:: Entries provided ::
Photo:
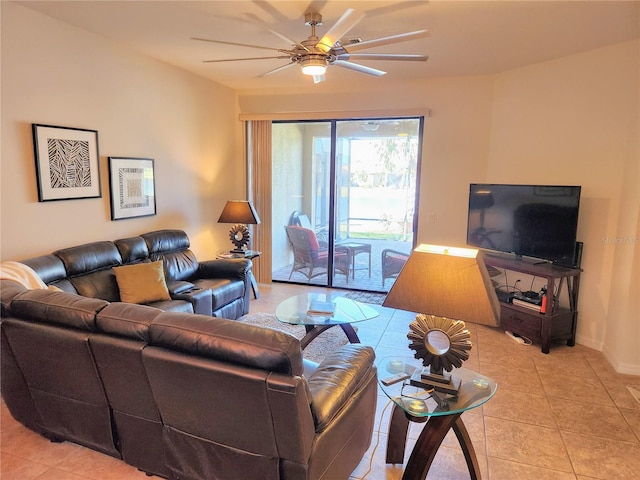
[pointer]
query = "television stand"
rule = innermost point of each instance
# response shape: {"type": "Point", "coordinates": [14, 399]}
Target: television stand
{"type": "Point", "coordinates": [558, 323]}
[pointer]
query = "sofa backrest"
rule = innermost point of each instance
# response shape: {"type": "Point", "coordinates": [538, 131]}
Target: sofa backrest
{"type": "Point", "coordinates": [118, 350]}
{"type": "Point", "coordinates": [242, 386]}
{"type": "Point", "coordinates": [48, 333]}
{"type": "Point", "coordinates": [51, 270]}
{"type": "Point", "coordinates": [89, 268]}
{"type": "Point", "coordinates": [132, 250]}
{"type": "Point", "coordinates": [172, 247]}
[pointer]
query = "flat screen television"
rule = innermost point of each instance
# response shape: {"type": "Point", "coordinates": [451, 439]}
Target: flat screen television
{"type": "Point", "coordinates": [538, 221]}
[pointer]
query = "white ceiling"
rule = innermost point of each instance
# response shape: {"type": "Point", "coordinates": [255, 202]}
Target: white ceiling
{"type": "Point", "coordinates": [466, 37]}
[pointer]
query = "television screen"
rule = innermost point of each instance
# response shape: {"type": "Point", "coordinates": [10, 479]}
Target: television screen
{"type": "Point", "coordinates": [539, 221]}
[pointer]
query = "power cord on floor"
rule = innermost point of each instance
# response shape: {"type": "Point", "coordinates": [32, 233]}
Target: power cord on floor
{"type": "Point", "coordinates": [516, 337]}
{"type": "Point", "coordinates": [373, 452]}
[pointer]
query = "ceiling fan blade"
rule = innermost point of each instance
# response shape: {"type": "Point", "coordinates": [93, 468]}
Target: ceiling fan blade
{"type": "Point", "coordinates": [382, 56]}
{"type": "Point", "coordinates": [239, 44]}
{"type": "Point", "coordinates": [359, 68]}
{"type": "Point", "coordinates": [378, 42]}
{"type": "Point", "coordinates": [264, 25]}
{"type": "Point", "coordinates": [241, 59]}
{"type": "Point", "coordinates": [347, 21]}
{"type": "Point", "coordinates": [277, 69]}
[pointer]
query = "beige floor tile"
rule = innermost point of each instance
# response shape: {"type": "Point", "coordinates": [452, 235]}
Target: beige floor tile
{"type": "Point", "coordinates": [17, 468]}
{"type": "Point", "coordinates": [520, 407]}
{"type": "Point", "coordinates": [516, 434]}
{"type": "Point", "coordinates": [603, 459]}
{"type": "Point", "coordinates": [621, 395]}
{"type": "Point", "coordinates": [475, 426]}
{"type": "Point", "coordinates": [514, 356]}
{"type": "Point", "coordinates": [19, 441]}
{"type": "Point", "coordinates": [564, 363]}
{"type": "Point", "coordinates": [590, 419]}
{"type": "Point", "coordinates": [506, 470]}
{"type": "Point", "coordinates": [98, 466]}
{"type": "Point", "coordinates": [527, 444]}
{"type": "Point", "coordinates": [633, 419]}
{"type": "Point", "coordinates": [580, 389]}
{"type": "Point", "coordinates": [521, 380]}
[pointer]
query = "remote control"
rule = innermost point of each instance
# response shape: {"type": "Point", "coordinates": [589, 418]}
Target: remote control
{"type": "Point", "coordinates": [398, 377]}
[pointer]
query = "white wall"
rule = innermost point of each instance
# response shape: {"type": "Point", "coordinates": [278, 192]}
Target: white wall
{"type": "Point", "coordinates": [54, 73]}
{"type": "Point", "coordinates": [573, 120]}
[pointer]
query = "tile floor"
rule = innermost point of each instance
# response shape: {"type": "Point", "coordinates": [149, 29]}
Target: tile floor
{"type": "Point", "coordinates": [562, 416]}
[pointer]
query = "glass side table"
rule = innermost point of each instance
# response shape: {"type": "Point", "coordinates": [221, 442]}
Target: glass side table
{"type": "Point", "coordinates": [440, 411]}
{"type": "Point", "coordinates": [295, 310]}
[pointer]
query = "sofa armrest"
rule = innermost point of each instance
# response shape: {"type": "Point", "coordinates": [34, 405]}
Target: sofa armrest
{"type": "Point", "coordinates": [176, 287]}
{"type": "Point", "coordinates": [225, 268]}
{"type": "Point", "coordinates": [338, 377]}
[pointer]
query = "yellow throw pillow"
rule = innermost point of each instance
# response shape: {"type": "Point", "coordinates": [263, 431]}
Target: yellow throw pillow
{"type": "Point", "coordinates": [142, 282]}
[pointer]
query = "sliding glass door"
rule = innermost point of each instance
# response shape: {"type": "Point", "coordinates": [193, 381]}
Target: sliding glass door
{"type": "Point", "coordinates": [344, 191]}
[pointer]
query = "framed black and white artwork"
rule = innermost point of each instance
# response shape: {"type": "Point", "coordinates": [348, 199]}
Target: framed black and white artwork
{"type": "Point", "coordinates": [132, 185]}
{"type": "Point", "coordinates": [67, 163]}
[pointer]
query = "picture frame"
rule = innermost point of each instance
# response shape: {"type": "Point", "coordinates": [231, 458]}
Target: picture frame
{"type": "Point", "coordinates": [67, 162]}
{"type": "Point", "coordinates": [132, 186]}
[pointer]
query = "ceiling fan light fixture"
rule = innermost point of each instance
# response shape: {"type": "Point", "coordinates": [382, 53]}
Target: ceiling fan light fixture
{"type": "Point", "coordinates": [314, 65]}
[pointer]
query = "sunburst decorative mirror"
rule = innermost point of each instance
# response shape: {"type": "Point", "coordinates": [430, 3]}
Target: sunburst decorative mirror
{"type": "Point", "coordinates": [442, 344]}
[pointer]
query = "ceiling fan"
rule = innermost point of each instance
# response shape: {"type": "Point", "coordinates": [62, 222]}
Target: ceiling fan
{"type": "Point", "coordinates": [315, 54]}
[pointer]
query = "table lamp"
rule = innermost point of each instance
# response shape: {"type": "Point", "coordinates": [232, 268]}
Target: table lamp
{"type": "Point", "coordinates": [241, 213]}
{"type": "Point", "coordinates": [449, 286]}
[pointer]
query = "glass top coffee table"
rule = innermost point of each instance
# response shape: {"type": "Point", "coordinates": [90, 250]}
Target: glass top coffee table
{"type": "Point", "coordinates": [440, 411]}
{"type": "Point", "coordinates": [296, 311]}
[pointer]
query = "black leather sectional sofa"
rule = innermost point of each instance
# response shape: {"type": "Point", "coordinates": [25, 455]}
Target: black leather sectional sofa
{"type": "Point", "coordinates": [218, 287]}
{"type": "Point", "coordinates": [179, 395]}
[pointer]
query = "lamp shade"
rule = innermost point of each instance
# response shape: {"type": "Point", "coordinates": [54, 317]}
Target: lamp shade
:::
Transcribe the records above exactly, omitting every picture they contain.

Photo:
[pointer]
query = "television stand"
rule = innermost point of each instance
# response shape: {"type": "Point", "coordinates": [14, 399]}
Target: television stand
{"type": "Point", "coordinates": [558, 323]}
[pointer]
query = "sofa backrest"
rule = innermost point of each instance
# response shape: {"type": "Point", "coordinates": [538, 131]}
Target: sofa backrest
{"type": "Point", "coordinates": [118, 350]}
{"type": "Point", "coordinates": [242, 386]}
{"type": "Point", "coordinates": [48, 333]}
{"type": "Point", "coordinates": [51, 270]}
{"type": "Point", "coordinates": [89, 268]}
{"type": "Point", "coordinates": [132, 250]}
{"type": "Point", "coordinates": [172, 247]}
[pointer]
query = "flat screen television"
rule = innermost point of each instance
# response shape: {"type": "Point", "coordinates": [451, 439]}
Target: flat screen television
{"type": "Point", "coordinates": [538, 221]}
[pointer]
query = "white ceiling"
rule = innermost point of each instance
# response shape: {"type": "Point", "coordinates": [255, 202]}
Target: white ceiling
{"type": "Point", "coordinates": [466, 37]}
[pointer]
query = "television screen"
rule = innermost point of each instance
# response shape: {"type": "Point", "coordinates": [10, 479]}
Target: television screen
{"type": "Point", "coordinates": [539, 221]}
[pointer]
query = "power cord on floor"
rule = innermost point of each instance
# response shape: {"type": "Point", "coordinates": [32, 233]}
Target: power cord on floor
{"type": "Point", "coordinates": [516, 337]}
{"type": "Point", "coordinates": [373, 452]}
[pointer]
query = "ceiling fan blade"
rule = innermost point of each instance
# response shape: {"type": "Point", "coordinates": [93, 468]}
Target: ceiling fan blade
{"type": "Point", "coordinates": [382, 56]}
{"type": "Point", "coordinates": [239, 44]}
{"type": "Point", "coordinates": [359, 68]}
{"type": "Point", "coordinates": [378, 42]}
{"type": "Point", "coordinates": [264, 25]}
{"type": "Point", "coordinates": [241, 59]}
{"type": "Point", "coordinates": [347, 21]}
{"type": "Point", "coordinates": [277, 69]}
[pointer]
query = "beige floor tile"
rule = innermost point of each instance
# response shape: {"type": "Point", "coordinates": [452, 235]}
Target: beige floor tile
{"type": "Point", "coordinates": [17, 468]}
{"type": "Point", "coordinates": [520, 407]}
{"type": "Point", "coordinates": [516, 434]}
{"type": "Point", "coordinates": [603, 459]}
{"type": "Point", "coordinates": [621, 395]}
{"type": "Point", "coordinates": [475, 426]}
{"type": "Point", "coordinates": [514, 356]}
{"type": "Point", "coordinates": [19, 441]}
{"type": "Point", "coordinates": [564, 363]}
{"type": "Point", "coordinates": [590, 419]}
{"type": "Point", "coordinates": [506, 470]}
{"type": "Point", "coordinates": [98, 466]}
{"type": "Point", "coordinates": [527, 444]}
{"type": "Point", "coordinates": [633, 419]}
{"type": "Point", "coordinates": [580, 389]}
{"type": "Point", "coordinates": [521, 380]}
[pointer]
query = "remote control"
rule = innermost point of each instance
# response shape: {"type": "Point", "coordinates": [589, 418]}
Target: remote control
{"type": "Point", "coordinates": [398, 377]}
[pointer]
query = "white wall"
rule = innermost point of each instance
# response shape: {"type": "Point", "coordinates": [278, 192]}
Target: white wall
{"type": "Point", "coordinates": [54, 73]}
{"type": "Point", "coordinates": [573, 120]}
[pointer]
query = "tile floor"
rule = innermost point of each instance
# response shape: {"type": "Point", "coordinates": [149, 29]}
Target: tile floor
{"type": "Point", "coordinates": [562, 416]}
[pointer]
query = "glass side table"
rule = innermost point of each instance
# response shape: {"type": "Point", "coordinates": [221, 442]}
Target: glass side table
{"type": "Point", "coordinates": [440, 411]}
{"type": "Point", "coordinates": [295, 310]}
[pointer]
query = "sofa armrest"
rule = innermost point of each instance
# response shape: {"type": "Point", "coordinates": [34, 405]}
Target: sofa armrest
{"type": "Point", "coordinates": [176, 287]}
{"type": "Point", "coordinates": [225, 268]}
{"type": "Point", "coordinates": [338, 377]}
[pointer]
query = "yellow throw pillow"
rule = innermost point of each instance
# response shape: {"type": "Point", "coordinates": [263, 431]}
Target: yellow throw pillow
{"type": "Point", "coordinates": [142, 282]}
[pointer]
query = "sliding glass door"
rule = innermost point of each instance
# response shape: {"type": "Point", "coordinates": [193, 381]}
Target: sliding glass door
{"type": "Point", "coordinates": [344, 191]}
[pointer]
query = "framed black and white artwork"
rule = innermost point of each instance
# response shape: {"type": "Point", "coordinates": [348, 199]}
Target: framed black and white artwork
{"type": "Point", "coordinates": [132, 185]}
{"type": "Point", "coordinates": [67, 163]}
[pointer]
query = "picture frame"
rule = innermost point of each instance
# response shape: {"type": "Point", "coordinates": [231, 458]}
Target: picture frame
{"type": "Point", "coordinates": [67, 162]}
{"type": "Point", "coordinates": [132, 186]}
[pointer]
query = "ceiling fan light fixture"
rule = innermost point of each instance
# response shape: {"type": "Point", "coordinates": [382, 53]}
Target: ceiling fan light fixture
{"type": "Point", "coordinates": [314, 65]}
[pointer]
query = "sunburst decorative mirror"
rule = innermost point of each instance
# response shape: {"type": "Point", "coordinates": [430, 3]}
Target: sunburst decorative mirror
{"type": "Point", "coordinates": [442, 344]}
[pointer]
query = "ceiling fan"
rule = innermost point of each instance
# response shape: {"type": "Point", "coordinates": [62, 222]}
Target: ceiling fan
{"type": "Point", "coordinates": [315, 54]}
[pointer]
query = "table lamp"
rule = innermost point of each instance
# response shape: {"type": "Point", "coordinates": [232, 268]}
Target: table lamp
{"type": "Point", "coordinates": [241, 213]}
{"type": "Point", "coordinates": [449, 286]}
[pointer]
query = "glass top coffee table"
rule = innermost point of each instance
# response shape: {"type": "Point", "coordinates": [90, 250]}
Target: glass top coffee table
{"type": "Point", "coordinates": [440, 411]}
{"type": "Point", "coordinates": [296, 311]}
[pointer]
query = "black leather sectional sofa"
rule = innermost point of each instance
# response shape: {"type": "Point", "coordinates": [25, 455]}
Target: black leather sectional sofa
{"type": "Point", "coordinates": [218, 287]}
{"type": "Point", "coordinates": [179, 395]}
[pointer]
query = "lamp shade"
rule = innermost point of each instance
# response shape: {"type": "Point", "coordinates": [54, 317]}
Target: lamp shade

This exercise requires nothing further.